## Provided data
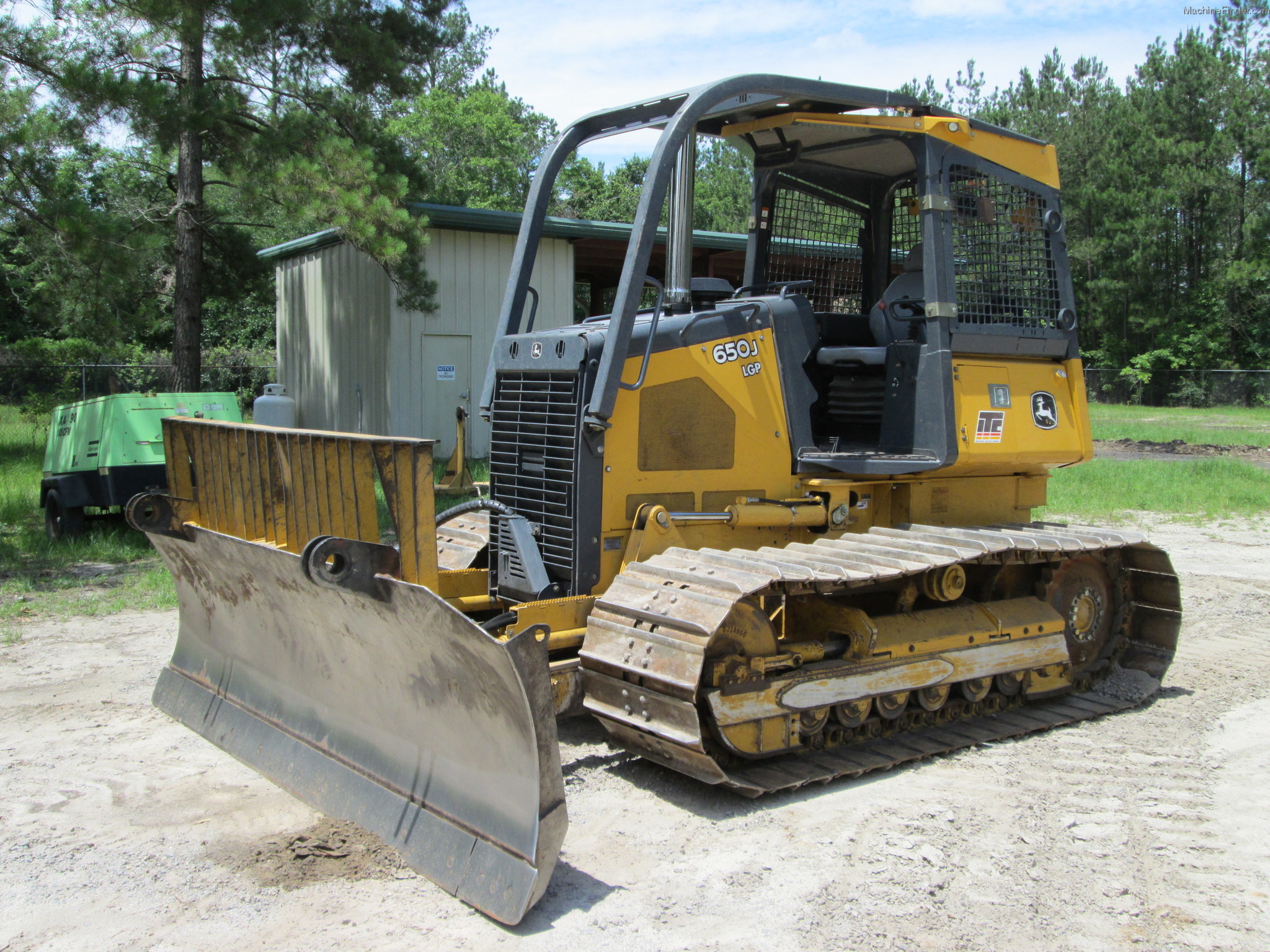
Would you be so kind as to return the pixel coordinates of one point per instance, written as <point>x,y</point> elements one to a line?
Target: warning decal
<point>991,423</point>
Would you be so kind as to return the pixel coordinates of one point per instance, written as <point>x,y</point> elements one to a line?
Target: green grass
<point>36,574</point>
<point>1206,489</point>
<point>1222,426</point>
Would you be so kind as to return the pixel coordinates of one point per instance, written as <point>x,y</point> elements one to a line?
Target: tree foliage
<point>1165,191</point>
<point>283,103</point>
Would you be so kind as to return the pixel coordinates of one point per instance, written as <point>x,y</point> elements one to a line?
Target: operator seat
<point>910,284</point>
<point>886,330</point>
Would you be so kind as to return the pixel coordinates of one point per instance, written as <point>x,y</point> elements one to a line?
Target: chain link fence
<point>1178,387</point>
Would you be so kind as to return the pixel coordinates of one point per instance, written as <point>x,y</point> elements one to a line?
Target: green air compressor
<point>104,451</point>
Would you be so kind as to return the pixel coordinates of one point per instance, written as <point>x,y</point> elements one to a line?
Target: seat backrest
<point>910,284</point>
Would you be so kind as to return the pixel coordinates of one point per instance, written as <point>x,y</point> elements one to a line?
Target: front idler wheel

## Assigned task
Quote only the lines from the one containing "Target: seat backrest" through the final line of the records, with both ends included.

## Response to the exercise
Target: seat backrest
<point>910,284</point>
Would you be so kind as to return the pixel coordinates of one point per instance, written as <point>x,y</point> elements one to a line?
Target: front idler wheel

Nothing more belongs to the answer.